▸ WHAT YOU ARE ASKED TO DO: From the macular hole surgery summary below, list every factor it names as a significant predictor of final vision at final follow-up.

▸ SOURCE DOCUMENT:
____
This study investigates predictors of visual outcomes in patients who underwent vitrectomy for full-thickness macular hole.
This retrospective, consecutive case series included 132 eyes (122 patients) that underwent pars plana vitrectomy for idiopathic macular hole with at least 1 year of follow-up.
Mean follow-up time was 22.2 months. The mean time to surgery was 21.2 days (range 1–96 days). At final follow-up, poor preoperative vision, perioperative complications and delay from evaluation to surgery were significant predicators of final vision.
Approximately 17% of eyes had AMD, of which 74% were mild and nonexudative. The presence of any form of AMD was a significant predictor of vision at 1 year. Patients with AMD had significantly less improvement in final visual acuity (VA).
Inherent limitations exist with this, and any, retrospective, nonrandomized study. Ten different surgeons performed the surgeries, which may introduce variability. Of note, all surgeons peeled the internal limiting membrane during PPV. In addition, the authors were unable to determine the exact cutoff in terms of days to the surgery affecting the final VA decrease.
Macular hole repair is a frequent surgery for retina specialists, and this study underscores the need for proper preoperative counseling to manage postoperative expectations, especially for patients with AMD.
____
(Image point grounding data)

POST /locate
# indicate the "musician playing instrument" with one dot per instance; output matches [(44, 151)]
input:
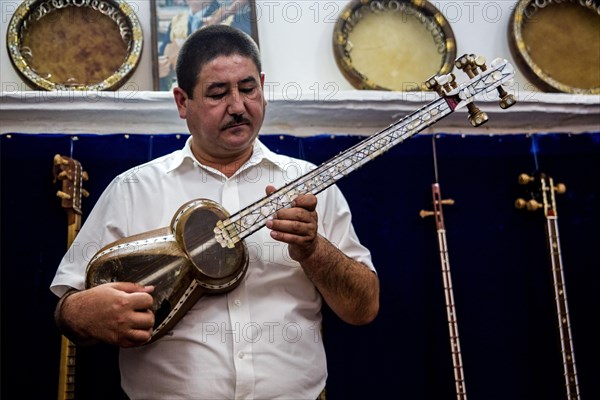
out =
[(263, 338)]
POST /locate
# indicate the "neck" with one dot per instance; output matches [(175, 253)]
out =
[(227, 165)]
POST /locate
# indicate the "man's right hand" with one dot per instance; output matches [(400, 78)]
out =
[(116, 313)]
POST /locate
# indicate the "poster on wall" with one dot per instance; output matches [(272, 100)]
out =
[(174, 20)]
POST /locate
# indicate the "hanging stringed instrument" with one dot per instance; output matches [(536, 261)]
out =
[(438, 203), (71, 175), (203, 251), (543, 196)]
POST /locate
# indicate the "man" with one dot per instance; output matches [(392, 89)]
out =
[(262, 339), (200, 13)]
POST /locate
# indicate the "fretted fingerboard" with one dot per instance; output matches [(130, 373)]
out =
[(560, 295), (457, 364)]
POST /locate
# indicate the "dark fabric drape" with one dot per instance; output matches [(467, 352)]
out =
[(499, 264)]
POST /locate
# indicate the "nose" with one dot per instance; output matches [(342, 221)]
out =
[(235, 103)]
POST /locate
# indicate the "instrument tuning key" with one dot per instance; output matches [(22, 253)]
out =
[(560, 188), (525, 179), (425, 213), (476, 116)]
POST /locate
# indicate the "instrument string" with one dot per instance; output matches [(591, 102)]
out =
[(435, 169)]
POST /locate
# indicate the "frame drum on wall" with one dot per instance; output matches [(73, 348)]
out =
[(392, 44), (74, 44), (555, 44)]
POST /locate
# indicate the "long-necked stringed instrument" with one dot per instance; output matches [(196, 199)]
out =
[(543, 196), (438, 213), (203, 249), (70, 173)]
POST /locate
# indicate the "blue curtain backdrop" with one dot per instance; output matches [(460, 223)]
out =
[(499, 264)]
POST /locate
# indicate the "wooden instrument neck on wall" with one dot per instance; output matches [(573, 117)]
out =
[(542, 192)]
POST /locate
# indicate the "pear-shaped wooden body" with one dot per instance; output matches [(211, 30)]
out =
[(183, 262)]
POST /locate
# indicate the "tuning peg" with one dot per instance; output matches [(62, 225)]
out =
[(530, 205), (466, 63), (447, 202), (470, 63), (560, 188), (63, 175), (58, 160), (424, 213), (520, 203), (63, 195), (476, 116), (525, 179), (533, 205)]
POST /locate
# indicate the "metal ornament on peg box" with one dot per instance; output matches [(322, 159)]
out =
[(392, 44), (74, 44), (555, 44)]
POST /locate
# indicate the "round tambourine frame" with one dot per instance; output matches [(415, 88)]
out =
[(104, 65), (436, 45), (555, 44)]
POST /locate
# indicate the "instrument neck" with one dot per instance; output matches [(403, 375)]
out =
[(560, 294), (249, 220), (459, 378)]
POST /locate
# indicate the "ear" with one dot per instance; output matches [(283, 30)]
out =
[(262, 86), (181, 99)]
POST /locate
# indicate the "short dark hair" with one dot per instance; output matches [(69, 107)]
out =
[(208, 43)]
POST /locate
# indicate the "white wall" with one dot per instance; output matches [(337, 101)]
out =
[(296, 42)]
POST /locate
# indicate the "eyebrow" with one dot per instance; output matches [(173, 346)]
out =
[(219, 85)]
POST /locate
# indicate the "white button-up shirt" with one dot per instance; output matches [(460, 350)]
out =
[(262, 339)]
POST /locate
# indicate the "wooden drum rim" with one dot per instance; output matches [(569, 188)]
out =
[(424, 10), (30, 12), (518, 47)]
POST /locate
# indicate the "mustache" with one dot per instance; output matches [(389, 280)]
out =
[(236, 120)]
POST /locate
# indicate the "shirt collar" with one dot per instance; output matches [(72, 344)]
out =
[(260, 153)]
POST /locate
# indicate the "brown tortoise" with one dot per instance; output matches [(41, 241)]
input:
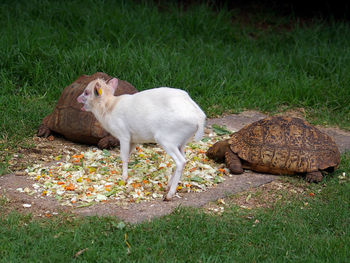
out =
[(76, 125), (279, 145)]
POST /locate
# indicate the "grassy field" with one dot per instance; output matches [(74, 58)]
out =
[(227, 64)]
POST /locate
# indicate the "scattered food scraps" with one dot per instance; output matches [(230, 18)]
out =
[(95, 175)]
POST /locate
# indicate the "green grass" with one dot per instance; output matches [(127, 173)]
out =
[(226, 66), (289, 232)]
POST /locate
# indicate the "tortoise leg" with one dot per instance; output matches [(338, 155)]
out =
____
▸ SOLUTION FOR THIS EXERCISE:
- Poor preoperative vision
- Perioperative complications
- Delay from evaluation to surgery